:: Kaynak metin ::
▼

Kendini Bulma Labirentinde "Hep Sondan Başlar"

İnsan tahakküm zincirlerinden kurtulamadığı bazı zamanlarda tali yollara sapar, o arada özgürleşme arzusu sıradanlaşır, sonra da farkına varmadan unutulur. Zamanın ileriye aktığını, geçmişe baktıkça neler bıraktığını düşünür. Oysa geçmişte bir şey bırakmanın aksine hatıralarla her daim kuşatılırız. Bu hislere kapılmışken Taçlı Yazıcıoğlu’nun romanı Hep Sondan Başlar’a rastladım. Bu roman beni hiç kimsenin sonunu bilmediği bir labirent olan yaşamdaki özgürlük arayışları hakkında farklı düşüncelere itti.

Geçmiş ve tarih, ne kadar farklı kavramlar! Birbirinin yerine kullanıp dururuz. Tarihe atfettiklerimiz ve geçmişte affettiklerimiz. Tarihin nesnel yazılamadığı bir dünyada, güya öznel olan geçmiştir.[1]

Tıpkı romanda olduğu gibi geçmişe bakışı nostaljik olmaktan çıkaran düşünce, onun öznel olduğuna yapılan vurgudur. Çünkü nostalji eski günlerin güzel yanlarını kırpar, bunları hafızalarımızda sabit kılar. Odaklandığı zaman diliminin herkes için aynı güzellikte olduğu yanılsamasını yaratarak tercihlerimizi ve anılarımızı standartlaştırır. Bir bakarız ki, romandaki Ece gibi yaşamımızı anlamayı arzu ederken geçmişin tahrifatının öznesi oluveririz. Bazen bilinçli bazen bilinçsiz, bazen bil-ittifâk bazen münferit, yaşamımıza girmiş insanlar da işbirlikçimiz olur ve zaman elimizden sıyrılıp gider: Tempus fugit.

▲

:: Verilen görev 1 ::
Şu ifadeler Hep Sondan Başlar romanı üzerine yazılmış metinle örtüşüyor mu? (a) Nostalji, eski günlerin güzel yanlarını hafızamızda sabit kılar. (b) Metne göre geçmiş ve tarih aynı kavramlardır. (c) Roman, yaşamdaki özgürlük arayışları hakkında farklı düşüncelere itmiştir. Her birine evet ya da hayır deyip metindeki belirleyici sözleri değiştirmeden alıntılayın.

:: Verilen bilgiler ::
▼

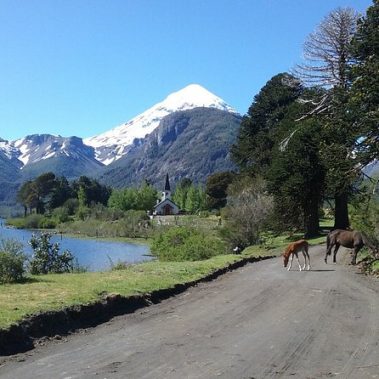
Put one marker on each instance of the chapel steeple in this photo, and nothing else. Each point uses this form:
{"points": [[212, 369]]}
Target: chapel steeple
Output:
{"points": [[166, 194]]}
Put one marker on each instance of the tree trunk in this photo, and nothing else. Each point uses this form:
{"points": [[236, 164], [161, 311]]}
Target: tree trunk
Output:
{"points": [[341, 213], [312, 220]]}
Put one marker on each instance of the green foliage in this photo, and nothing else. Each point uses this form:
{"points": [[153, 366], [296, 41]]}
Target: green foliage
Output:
{"points": [[47, 257], [185, 244], [216, 189], [143, 198], [247, 212], [189, 197], [111, 223], [252, 151], [60, 214], [31, 221], [364, 212], [364, 99], [12, 261], [296, 179], [90, 191]]}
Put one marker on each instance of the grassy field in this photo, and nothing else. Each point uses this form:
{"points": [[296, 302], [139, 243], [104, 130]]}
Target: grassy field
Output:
{"points": [[56, 291]]}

▲

:: Verilen görev 2 ::
Kayıtların bütün satırlarını, resimleri dışarıda bırakarak, hiçbir şeyi değiştirmeden çıktı olarak verir misiniz?

:: Çıktı 1 ::
(a) Evet: "nostalji eski günlerin güzel yanlarını kırpar, bunları hafızalarımızda sabit kılar."
(b) Hayır: "Geçmiş ve tarih, ne kadar farklı kavramlar!"
(c) Evet: "Bu roman beni hiç kimsenin sonunu bilmediği bir labirent olan yaşamdaki özgürlük arayışları hakkında farklı düşüncelere itti."

:: Çıktı 2 ::
Put one marker on each instance of the chapel steeple in this photo, and nothing else. Each point uses this form:
{"points": [[212, 369]]}
Target: chapel steeple
Output:
{"points": [[166, 194]]}
Put one marker on each instance of the tree trunk in this photo, and nothing else. Each point uses this form:
{"points": [[236, 164], [161, 311]]}
Target: tree trunk
Output:
{"points": [[341, 213], [312, 220]]}
Put one marker on each instance of the green foliage in this photo, and nothing else. Each point uses this form:
{"points": [[153, 366], [296, 41]]}
Target: green foliage
Output:
{"points": [[47, 257], [185, 244], [216, 189], [143, 198], [247, 212], [189, 197], [111, 223], [252, 151], [60, 214], [31, 221], [364, 212], [364, 99], [12, 261], [296, 179], [90, 191]]}
Put one marker on each instance of the grassy field in this photo, and nothing else. Each point uses this form:
{"points": [[296, 302], [139, 243], [104, 130]]}
Target: grassy field
Output:
{"points": [[56, 291]]}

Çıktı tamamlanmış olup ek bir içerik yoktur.